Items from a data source
◆ ◆ ◆ ◆ ◆

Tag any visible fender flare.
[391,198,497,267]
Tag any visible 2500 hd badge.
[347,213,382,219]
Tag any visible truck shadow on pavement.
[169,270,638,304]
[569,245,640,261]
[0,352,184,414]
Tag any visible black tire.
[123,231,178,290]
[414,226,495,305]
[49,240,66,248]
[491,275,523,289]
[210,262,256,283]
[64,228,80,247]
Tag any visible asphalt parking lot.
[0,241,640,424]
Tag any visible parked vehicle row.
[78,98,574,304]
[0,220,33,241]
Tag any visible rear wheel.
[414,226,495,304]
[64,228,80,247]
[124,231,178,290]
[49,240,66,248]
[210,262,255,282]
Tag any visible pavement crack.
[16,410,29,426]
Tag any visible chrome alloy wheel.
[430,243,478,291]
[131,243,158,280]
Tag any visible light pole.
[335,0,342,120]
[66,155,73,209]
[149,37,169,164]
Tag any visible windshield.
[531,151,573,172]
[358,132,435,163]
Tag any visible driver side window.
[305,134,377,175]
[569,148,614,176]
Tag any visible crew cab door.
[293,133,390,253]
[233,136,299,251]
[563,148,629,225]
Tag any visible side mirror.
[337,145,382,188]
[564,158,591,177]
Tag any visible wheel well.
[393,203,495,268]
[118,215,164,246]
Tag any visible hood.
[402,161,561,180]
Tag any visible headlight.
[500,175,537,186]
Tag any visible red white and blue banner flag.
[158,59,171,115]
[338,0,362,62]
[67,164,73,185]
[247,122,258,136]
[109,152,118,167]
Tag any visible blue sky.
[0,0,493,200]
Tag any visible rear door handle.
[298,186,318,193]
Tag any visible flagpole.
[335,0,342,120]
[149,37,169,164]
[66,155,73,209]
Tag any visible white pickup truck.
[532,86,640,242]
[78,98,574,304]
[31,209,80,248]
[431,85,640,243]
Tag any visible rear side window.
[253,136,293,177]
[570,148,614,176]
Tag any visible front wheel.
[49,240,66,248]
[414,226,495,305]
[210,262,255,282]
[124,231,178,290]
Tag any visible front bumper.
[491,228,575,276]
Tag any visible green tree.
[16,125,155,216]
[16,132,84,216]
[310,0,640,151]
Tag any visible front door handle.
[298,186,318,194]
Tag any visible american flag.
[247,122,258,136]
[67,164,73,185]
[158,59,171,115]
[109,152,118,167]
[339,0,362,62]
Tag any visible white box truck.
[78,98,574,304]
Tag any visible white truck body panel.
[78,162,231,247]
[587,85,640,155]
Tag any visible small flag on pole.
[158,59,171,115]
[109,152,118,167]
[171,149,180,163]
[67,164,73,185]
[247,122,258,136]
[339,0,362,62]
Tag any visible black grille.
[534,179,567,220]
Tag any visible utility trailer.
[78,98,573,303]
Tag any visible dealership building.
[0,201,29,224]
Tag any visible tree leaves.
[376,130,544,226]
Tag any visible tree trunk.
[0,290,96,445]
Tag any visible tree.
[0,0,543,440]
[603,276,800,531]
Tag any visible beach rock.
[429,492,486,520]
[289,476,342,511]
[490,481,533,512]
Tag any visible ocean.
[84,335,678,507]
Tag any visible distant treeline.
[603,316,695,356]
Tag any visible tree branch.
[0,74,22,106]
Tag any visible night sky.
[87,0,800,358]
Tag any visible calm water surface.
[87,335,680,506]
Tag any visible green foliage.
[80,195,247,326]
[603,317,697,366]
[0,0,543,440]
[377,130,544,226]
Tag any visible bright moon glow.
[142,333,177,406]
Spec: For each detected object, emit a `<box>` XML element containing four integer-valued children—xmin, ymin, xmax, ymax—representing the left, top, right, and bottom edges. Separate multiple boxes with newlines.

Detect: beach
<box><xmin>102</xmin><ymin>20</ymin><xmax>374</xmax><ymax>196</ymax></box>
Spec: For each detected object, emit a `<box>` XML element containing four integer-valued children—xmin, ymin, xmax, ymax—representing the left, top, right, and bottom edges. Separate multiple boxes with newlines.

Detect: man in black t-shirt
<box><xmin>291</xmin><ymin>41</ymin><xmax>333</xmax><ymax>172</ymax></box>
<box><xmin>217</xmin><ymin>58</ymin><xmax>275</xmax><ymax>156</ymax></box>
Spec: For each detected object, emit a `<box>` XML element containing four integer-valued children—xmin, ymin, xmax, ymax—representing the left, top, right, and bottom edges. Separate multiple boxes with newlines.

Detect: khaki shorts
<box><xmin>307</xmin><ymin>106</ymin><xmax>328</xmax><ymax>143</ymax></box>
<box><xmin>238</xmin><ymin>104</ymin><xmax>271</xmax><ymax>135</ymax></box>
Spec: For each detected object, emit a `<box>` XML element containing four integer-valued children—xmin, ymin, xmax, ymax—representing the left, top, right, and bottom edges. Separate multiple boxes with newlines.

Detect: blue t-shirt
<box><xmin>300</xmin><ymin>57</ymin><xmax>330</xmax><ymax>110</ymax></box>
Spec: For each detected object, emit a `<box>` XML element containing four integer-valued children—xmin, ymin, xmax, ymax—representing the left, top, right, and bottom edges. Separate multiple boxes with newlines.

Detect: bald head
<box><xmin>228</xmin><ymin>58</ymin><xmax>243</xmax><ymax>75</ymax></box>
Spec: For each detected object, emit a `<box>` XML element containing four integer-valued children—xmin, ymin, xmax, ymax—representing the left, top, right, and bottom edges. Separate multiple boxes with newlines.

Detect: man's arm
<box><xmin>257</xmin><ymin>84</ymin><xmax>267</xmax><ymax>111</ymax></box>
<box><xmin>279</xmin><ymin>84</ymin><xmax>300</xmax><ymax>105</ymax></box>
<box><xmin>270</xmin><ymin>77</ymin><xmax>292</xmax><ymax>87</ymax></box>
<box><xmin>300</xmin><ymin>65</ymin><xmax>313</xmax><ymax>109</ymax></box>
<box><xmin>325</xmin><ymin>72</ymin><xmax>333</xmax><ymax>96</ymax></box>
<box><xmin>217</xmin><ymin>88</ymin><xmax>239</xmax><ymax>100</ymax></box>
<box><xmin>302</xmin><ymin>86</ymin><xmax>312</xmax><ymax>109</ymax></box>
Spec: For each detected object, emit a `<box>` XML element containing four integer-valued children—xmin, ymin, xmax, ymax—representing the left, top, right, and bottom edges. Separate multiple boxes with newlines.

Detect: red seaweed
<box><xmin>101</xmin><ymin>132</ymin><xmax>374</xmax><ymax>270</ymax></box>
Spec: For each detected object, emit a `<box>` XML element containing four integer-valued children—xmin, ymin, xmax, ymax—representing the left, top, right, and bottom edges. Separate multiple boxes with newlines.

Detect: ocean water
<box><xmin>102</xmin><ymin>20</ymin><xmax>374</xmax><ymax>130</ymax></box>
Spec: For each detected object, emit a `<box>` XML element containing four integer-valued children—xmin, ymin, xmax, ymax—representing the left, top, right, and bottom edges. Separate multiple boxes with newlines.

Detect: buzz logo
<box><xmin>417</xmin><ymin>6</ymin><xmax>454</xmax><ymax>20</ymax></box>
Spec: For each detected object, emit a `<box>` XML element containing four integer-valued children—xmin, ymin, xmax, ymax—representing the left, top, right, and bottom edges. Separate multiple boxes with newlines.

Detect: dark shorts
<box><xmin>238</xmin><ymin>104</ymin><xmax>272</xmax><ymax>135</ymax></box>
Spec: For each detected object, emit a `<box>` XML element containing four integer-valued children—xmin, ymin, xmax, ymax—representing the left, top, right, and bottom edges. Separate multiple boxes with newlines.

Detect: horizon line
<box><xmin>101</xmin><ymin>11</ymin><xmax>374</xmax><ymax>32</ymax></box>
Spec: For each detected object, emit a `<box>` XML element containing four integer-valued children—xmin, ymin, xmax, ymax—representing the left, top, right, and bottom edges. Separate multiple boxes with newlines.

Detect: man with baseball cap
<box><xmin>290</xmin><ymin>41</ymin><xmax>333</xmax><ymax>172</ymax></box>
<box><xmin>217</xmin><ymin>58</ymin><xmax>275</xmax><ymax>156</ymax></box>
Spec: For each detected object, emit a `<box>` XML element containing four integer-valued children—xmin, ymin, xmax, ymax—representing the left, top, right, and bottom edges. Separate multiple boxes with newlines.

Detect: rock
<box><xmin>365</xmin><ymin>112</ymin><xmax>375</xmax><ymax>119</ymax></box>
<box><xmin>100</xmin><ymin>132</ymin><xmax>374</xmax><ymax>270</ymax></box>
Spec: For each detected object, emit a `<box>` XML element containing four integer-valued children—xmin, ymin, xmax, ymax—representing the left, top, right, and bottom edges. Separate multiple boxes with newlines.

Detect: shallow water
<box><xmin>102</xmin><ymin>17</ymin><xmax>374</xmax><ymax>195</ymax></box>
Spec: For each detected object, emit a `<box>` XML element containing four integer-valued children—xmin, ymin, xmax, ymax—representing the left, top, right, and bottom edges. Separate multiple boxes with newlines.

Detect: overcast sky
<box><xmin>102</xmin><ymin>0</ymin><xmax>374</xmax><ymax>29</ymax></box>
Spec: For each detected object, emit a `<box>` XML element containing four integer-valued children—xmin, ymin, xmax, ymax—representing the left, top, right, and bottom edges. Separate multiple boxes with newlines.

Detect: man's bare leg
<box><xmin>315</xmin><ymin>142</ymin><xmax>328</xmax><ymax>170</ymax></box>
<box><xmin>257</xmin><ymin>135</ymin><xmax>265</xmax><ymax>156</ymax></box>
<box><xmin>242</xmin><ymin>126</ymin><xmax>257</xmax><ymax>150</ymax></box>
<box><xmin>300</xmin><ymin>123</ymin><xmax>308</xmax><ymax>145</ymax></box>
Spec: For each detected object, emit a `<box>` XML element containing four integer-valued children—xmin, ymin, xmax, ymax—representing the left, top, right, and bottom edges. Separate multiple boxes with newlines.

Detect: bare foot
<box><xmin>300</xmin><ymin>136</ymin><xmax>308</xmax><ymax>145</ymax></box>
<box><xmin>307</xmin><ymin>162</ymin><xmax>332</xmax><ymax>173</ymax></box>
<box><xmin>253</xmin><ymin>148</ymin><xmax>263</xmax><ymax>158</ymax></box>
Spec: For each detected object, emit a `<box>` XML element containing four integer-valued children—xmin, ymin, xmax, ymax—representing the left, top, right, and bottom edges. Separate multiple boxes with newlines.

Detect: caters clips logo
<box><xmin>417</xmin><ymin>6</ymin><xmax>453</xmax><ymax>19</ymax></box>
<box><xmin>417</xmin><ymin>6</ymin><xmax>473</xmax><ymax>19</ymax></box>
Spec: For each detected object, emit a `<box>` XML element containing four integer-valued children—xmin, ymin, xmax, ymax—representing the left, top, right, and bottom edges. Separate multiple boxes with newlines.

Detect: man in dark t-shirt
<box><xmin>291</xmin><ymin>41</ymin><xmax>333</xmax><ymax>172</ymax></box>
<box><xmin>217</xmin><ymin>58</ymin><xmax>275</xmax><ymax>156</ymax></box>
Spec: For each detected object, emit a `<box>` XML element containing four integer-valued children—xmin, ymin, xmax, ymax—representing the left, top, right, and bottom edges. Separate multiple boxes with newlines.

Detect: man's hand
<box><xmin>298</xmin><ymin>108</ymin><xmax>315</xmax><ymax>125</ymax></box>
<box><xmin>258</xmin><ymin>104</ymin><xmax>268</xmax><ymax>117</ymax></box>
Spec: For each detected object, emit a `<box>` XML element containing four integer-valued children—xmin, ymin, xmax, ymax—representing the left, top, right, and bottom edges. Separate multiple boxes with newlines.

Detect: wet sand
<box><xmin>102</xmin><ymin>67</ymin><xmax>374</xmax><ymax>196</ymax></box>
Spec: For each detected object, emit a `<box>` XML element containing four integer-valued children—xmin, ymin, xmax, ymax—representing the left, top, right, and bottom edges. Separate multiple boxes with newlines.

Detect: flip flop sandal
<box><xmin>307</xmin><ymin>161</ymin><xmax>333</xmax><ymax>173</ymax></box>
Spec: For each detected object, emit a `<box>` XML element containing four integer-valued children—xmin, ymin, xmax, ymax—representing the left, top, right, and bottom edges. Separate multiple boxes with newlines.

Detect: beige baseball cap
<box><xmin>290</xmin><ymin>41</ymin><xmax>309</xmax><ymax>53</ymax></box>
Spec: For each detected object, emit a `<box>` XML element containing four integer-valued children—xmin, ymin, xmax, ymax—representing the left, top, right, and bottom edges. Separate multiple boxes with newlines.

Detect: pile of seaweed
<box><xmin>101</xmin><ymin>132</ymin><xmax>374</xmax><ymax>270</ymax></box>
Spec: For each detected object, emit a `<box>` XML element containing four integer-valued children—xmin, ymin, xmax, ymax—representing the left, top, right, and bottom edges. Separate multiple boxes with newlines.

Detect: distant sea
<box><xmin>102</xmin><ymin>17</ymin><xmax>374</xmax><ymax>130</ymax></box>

◆ ◆ ◆ ◆ ◆

Task
Repeat every line from the beginning of the items down to the line containing "[569,148,614,176]", with both of those lines included.

Answer to the exercise
Tag any visible fender flare.
[391,198,497,267]
Tag any visible 2500 hd badge.
[347,213,382,219]
Tag any visible truck shadow on pavement.
[169,270,638,304]
[569,245,640,261]
[0,352,184,414]
Tag any visible black tire.
[123,231,178,290]
[414,226,495,305]
[49,240,66,248]
[491,275,523,289]
[210,262,256,283]
[64,228,80,247]
Tag any visible asphalt parking lot.
[0,241,640,424]
Tag any visible parked vehicle row.
[78,98,574,304]
[0,220,33,241]
Tag any visible rear wheel.
[414,226,495,304]
[64,228,80,247]
[124,231,178,290]
[49,240,66,248]
[210,262,255,282]
Tag any visible pavement crack.
[16,410,29,426]
Tag any visible chrome alloy wheel.
[430,243,478,291]
[131,243,158,280]
Tag any visible light pole.
[335,0,342,120]
[66,155,73,209]
[149,37,169,164]
Tag any visible windshield.
[531,151,573,172]
[358,132,435,163]
Tag any visible driver side window.
[305,134,377,175]
[569,148,614,176]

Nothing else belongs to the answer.